DATASET RECORDS —
- - - - - - -
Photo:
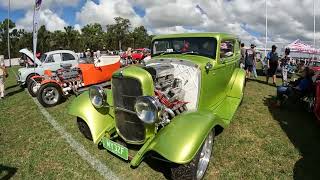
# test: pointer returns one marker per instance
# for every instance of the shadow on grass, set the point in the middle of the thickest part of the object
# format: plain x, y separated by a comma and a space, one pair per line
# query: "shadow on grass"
12, 93
7, 172
304, 133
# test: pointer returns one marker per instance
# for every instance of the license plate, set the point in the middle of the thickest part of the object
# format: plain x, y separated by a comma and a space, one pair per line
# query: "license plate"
116, 148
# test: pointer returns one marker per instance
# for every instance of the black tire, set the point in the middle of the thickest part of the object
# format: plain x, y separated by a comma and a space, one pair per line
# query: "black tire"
189, 171
58, 96
31, 84
84, 129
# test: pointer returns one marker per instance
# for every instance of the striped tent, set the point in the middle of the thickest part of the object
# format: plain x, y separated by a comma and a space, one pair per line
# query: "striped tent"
299, 46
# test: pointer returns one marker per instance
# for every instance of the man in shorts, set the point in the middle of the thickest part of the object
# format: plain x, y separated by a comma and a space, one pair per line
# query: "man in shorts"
3, 75
250, 60
243, 56
272, 63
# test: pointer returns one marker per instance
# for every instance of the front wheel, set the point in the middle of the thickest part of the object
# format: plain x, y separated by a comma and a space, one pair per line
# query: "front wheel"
50, 94
196, 169
34, 86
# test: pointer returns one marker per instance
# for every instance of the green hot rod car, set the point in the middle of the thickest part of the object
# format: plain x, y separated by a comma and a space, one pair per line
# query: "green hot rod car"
172, 107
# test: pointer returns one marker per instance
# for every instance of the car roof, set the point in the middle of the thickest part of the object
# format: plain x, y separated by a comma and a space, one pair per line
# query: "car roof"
60, 51
217, 35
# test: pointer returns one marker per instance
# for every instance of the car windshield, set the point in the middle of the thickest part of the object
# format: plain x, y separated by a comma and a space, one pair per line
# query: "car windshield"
43, 57
203, 46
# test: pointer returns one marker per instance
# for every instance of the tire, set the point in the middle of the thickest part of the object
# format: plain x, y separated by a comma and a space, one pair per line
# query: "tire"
28, 79
84, 129
32, 86
195, 169
50, 95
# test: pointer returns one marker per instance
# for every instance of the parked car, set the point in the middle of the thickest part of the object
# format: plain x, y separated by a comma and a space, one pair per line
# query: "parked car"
48, 61
173, 107
55, 86
315, 66
137, 54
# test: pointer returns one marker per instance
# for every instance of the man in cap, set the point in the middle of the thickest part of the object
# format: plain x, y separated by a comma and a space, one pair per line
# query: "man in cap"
272, 63
3, 75
250, 60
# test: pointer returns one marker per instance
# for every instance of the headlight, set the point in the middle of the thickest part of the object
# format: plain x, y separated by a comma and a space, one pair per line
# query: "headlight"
97, 96
147, 109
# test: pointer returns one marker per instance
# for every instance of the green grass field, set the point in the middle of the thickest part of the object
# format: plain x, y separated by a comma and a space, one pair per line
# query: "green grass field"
261, 143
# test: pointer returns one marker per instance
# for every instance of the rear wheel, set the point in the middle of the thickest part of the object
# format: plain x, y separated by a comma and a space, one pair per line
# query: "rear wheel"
50, 94
33, 86
84, 129
197, 167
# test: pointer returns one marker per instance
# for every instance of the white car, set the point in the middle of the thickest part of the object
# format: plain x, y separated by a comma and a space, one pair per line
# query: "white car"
48, 61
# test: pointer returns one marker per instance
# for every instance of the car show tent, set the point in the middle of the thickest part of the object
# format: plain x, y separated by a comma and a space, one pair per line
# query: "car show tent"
300, 47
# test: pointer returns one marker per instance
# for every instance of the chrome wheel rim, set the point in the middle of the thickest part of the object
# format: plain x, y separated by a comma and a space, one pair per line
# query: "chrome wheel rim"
205, 155
50, 95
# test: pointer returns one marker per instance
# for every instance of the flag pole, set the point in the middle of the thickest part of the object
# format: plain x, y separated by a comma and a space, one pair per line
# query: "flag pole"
8, 26
314, 26
266, 6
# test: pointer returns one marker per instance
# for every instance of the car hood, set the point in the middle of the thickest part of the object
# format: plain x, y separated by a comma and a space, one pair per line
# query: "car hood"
30, 55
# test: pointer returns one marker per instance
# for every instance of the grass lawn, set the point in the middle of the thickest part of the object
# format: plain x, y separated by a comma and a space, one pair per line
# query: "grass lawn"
261, 143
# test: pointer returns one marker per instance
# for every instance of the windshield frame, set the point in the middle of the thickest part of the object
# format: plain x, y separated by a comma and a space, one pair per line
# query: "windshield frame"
171, 40
42, 60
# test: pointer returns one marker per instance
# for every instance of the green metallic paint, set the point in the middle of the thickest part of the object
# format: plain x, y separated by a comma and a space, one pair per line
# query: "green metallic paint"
180, 141
146, 81
220, 95
100, 121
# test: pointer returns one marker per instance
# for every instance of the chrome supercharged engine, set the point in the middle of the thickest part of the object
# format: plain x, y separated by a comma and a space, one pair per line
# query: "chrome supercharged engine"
168, 90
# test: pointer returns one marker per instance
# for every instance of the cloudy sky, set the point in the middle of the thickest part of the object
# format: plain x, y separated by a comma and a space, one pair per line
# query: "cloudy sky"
288, 19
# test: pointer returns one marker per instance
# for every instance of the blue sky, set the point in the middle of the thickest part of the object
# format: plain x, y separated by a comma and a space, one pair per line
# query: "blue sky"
66, 13
244, 18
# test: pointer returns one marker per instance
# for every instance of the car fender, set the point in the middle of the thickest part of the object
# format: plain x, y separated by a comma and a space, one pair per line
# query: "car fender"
236, 84
37, 76
45, 81
99, 121
180, 141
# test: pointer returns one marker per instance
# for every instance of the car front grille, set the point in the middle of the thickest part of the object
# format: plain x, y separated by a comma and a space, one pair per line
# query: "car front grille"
125, 91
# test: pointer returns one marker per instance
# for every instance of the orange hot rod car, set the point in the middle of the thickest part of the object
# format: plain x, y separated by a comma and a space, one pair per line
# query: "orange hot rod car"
54, 86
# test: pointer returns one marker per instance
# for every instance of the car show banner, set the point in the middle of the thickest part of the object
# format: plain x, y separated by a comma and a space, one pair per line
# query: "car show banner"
36, 18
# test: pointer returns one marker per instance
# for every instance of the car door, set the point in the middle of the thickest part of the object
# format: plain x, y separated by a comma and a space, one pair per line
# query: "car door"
68, 58
214, 81
228, 56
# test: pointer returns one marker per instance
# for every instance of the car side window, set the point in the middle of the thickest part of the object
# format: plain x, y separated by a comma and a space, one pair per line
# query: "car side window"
227, 49
67, 57
50, 59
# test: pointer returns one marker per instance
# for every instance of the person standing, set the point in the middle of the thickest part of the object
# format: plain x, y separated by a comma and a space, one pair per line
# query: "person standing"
3, 75
272, 63
243, 56
284, 63
250, 60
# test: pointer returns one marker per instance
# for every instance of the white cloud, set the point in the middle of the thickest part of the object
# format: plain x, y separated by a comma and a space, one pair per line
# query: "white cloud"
288, 20
28, 4
48, 18
105, 11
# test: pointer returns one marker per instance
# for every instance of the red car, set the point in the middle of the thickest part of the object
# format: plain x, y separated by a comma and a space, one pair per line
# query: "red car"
53, 87
137, 54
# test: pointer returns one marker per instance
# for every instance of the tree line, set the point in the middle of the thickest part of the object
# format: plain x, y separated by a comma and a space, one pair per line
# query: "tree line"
119, 35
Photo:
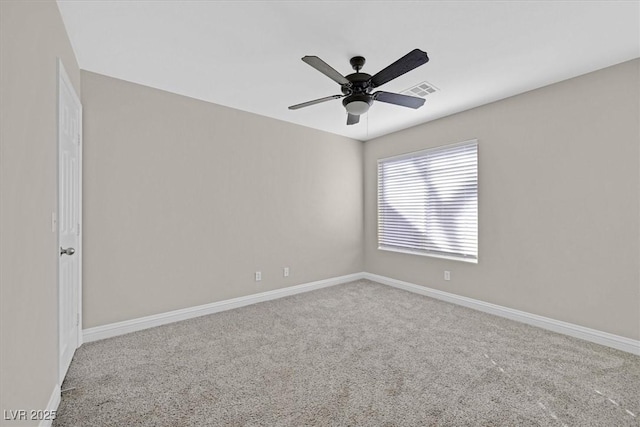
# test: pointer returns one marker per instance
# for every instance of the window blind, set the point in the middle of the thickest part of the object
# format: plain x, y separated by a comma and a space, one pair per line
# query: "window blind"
428, 202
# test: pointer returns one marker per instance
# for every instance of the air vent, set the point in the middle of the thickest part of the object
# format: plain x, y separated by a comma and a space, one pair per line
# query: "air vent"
421, 89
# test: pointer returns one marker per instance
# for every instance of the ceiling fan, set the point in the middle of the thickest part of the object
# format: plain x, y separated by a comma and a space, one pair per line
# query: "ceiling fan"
356, 88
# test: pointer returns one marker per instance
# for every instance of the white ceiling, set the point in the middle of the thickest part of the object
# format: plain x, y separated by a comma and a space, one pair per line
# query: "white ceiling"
246, 54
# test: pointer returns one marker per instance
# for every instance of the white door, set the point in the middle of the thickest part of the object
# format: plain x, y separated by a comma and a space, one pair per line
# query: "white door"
69, 219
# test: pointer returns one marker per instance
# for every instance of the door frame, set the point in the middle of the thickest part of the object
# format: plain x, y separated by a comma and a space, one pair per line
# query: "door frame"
63, 79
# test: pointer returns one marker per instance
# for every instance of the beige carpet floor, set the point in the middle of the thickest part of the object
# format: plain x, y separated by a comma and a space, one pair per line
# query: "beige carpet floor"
359, 354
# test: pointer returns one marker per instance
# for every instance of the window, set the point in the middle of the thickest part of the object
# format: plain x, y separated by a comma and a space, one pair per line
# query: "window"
428, 202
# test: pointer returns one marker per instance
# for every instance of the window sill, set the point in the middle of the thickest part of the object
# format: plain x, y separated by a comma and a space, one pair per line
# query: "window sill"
410, 252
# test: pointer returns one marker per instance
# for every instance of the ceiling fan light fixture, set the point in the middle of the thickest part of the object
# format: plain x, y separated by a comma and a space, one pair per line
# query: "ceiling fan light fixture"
357, 107
357, 104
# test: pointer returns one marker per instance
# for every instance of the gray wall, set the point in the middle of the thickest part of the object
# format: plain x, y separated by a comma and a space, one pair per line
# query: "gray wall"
32, 35
559, 202
184, 200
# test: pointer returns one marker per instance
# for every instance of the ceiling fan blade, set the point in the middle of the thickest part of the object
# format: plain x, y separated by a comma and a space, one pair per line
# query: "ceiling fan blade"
315, 101
411, 60
326, 69
398, 99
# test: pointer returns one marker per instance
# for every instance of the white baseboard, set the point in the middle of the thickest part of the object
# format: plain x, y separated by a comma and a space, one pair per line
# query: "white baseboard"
592, 335
52, 406
127, 326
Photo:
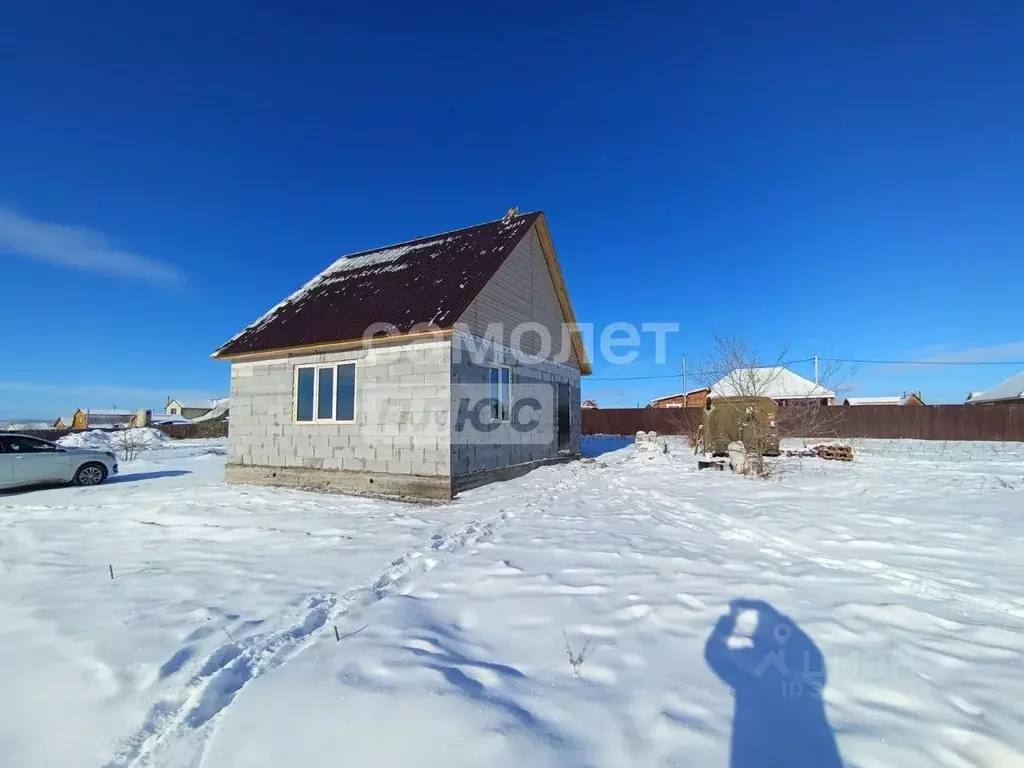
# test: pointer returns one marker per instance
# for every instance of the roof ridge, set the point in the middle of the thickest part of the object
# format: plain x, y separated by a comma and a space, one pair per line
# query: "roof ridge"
426, 238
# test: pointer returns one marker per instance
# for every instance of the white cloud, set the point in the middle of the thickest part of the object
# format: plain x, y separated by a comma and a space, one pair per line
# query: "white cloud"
80, 249
996, 353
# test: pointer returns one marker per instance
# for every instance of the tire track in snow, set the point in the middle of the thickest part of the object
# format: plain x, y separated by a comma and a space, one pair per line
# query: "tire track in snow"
233, 665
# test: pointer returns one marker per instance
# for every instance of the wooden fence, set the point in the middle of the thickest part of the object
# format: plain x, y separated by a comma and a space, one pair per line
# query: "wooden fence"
176, 431
997, 421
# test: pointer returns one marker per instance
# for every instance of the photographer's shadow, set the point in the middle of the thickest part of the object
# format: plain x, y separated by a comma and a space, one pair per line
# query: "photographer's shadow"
777, 675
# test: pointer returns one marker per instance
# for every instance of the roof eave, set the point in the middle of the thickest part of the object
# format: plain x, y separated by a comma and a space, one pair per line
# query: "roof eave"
331, 346
551, 258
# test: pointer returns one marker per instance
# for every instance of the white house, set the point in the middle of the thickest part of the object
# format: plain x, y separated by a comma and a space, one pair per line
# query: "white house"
1007, 391
907, 398
776, 382
417, 370
192, 409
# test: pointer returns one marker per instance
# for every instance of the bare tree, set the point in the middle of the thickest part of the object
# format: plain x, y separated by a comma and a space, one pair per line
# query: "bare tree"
737, 377
130, 443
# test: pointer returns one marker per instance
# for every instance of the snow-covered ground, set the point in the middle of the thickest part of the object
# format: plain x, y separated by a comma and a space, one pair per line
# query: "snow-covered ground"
712, 609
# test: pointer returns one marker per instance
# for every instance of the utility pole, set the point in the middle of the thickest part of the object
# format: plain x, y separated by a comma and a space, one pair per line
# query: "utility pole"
684, 381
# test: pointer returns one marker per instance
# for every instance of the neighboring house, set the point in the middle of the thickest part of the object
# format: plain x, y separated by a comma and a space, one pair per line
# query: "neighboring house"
192, 409
1011, 390
692, 398
157, 418
102, 419
27, 426
907, 398
416, 370
780, 384
218, 413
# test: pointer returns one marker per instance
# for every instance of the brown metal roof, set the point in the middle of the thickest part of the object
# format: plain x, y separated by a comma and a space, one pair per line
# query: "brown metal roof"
426, 281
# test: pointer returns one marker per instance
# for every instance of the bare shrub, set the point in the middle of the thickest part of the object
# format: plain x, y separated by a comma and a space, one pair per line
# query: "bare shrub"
734, 370
130, 443
577, 659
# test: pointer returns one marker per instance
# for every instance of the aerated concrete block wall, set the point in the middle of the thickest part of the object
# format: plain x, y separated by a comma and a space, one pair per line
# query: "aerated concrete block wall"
471, 363
402, 415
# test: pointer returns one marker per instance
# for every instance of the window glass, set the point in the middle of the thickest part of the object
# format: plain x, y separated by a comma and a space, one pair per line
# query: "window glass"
325, 393
27, 445
501, 379
304, 397
345, 401
506, 387
496, 394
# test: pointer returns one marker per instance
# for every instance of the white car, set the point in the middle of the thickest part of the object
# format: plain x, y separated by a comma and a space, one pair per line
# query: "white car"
30, 461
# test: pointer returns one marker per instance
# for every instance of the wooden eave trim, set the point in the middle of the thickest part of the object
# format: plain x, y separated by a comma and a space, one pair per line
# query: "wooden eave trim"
544, 235
332, 346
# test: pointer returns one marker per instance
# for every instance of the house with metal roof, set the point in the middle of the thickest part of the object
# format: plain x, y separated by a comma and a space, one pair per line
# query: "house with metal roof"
192, 409
771, 381
907, 398
416, 370
1011, 390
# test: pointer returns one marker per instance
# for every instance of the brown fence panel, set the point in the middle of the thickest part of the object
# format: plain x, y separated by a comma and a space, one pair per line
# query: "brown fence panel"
176, 431
197, 431
631, 420
997, 421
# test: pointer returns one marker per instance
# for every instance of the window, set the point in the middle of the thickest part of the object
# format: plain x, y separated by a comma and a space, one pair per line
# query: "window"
501, 392
27, 445
325, 393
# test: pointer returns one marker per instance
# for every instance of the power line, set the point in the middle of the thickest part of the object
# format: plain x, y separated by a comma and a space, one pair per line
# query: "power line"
832, 359
782, 364
927, 363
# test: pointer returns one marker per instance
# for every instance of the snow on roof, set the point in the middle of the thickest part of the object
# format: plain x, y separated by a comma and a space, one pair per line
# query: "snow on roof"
776, 382
159, 417
218, 412
26, 426
207, 403
1011, 389
425, 282
887, 400
679, 394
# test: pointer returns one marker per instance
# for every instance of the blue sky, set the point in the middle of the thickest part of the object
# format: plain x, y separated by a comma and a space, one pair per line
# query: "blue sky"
854, 169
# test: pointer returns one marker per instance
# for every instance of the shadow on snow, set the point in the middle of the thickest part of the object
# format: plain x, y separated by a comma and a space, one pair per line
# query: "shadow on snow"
777, 676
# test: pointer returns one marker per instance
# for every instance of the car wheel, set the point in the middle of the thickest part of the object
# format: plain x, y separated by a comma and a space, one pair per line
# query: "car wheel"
90, 474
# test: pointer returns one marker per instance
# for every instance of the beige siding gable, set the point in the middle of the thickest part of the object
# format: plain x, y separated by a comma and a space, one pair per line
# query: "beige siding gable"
522, 291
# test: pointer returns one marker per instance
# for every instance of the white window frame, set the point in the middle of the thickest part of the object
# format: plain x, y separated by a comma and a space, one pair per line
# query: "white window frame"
316, 368
499, 367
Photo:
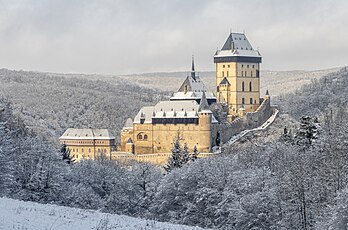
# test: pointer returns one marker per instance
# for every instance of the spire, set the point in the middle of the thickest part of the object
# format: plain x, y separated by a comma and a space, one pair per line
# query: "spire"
193, 73
203, 105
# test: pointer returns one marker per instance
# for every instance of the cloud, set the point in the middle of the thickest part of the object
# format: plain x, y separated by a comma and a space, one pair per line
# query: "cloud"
119, 37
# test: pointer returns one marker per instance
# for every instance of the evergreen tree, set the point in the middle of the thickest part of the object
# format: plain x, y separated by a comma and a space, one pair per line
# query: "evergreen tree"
175, 160
185, 154
307, 132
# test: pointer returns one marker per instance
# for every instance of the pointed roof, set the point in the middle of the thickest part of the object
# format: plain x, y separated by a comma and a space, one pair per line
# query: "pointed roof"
203, 105
237, 48
224, 82
192, 88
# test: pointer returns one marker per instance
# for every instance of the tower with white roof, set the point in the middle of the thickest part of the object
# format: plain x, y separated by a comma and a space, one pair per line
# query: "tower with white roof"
238, 75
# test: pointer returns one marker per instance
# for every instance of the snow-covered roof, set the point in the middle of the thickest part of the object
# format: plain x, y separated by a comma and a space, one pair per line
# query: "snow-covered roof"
170, 109
194, 90
87, 134
237, 45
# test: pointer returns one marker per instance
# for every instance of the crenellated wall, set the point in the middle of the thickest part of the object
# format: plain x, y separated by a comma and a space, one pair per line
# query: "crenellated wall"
250, 121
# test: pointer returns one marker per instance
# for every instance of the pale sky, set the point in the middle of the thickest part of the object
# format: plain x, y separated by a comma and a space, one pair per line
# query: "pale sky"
137, 36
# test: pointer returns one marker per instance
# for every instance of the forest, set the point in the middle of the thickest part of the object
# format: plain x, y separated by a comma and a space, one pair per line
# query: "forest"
293, 176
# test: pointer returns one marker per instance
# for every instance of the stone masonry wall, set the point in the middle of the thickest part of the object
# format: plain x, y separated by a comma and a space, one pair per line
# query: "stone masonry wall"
250, 121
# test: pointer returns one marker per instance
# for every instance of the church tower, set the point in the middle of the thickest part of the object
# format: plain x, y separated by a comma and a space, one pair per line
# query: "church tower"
238, 75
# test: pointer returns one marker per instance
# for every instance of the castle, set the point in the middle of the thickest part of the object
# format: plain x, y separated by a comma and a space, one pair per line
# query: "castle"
187, 115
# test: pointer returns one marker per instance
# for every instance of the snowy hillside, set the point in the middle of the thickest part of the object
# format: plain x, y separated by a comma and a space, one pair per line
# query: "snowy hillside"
20, 215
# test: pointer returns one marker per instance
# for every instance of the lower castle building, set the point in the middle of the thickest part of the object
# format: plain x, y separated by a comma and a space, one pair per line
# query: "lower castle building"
187, 115
88, 143
155, 127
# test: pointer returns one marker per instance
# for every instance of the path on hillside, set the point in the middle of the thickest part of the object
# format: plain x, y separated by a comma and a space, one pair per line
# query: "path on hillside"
235, 138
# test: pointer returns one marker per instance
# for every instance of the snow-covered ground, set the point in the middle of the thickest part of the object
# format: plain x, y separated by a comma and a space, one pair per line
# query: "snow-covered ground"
20, 215
262, 127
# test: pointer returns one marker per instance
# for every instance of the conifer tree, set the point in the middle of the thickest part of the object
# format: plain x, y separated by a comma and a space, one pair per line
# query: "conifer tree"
185, 154
175, 160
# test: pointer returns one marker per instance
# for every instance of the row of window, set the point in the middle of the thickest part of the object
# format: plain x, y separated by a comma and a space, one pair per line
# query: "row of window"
89, 150
244, 74
228, 66
142, 137
85, 142
250, 101
243, 87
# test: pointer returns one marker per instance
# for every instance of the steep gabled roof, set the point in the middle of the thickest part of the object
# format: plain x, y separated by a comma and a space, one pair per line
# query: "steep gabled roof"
203, 105
237, 46
87, 134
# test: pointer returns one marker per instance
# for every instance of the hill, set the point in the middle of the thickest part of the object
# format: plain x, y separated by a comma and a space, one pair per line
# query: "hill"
51, 103
16, 214
276, 82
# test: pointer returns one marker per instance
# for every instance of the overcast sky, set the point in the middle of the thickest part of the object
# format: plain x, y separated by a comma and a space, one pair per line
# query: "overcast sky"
123, 37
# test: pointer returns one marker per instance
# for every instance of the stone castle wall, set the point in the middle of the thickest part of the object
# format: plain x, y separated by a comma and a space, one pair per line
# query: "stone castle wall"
250, 121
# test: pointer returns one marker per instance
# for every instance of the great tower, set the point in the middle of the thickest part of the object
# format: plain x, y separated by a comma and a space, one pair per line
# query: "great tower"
238, 75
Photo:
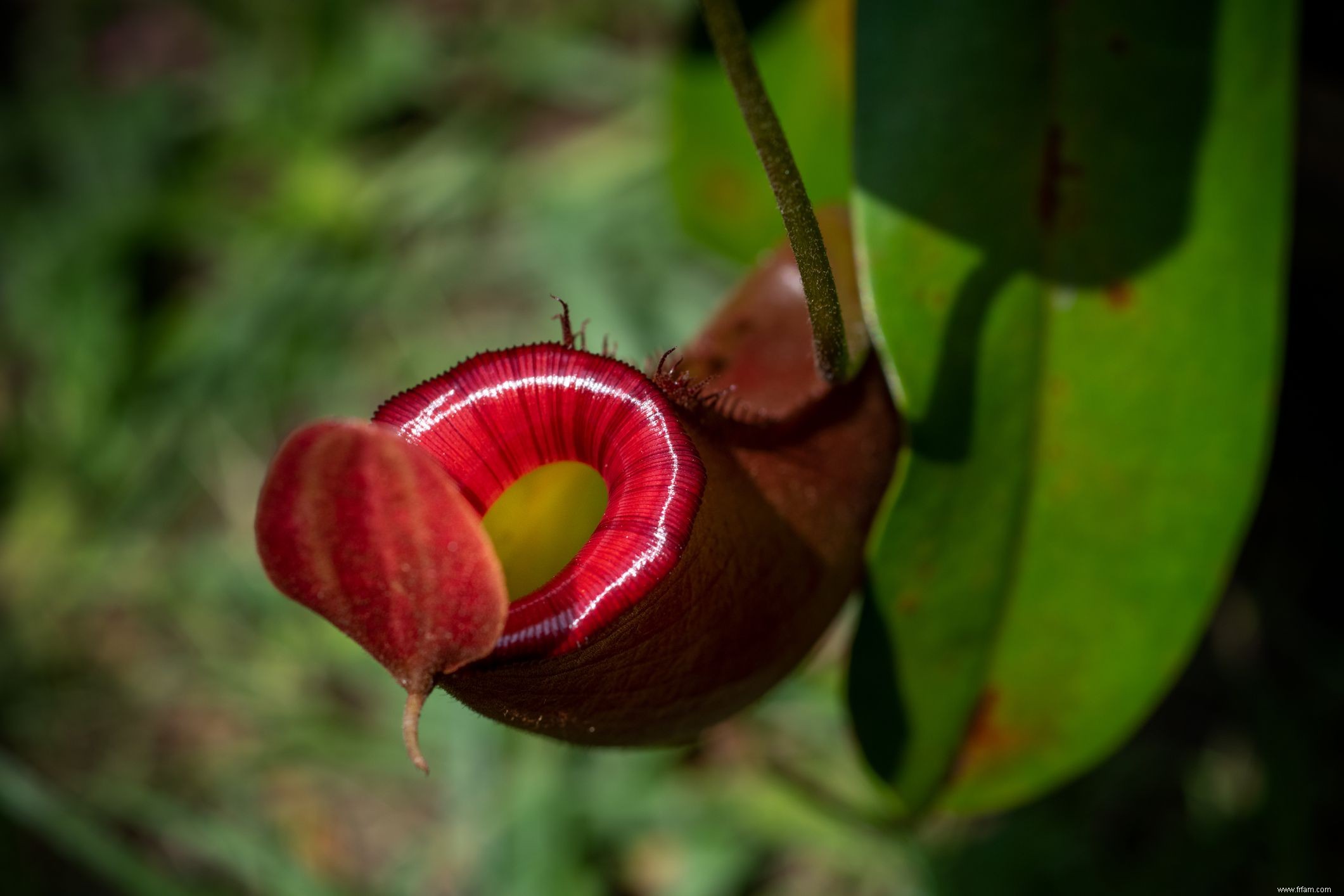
- - - - - - -
SHORT PROBLEM —
Count the lines in the records above that contain the string "beige". Reply with the number alone.

RESULT —
4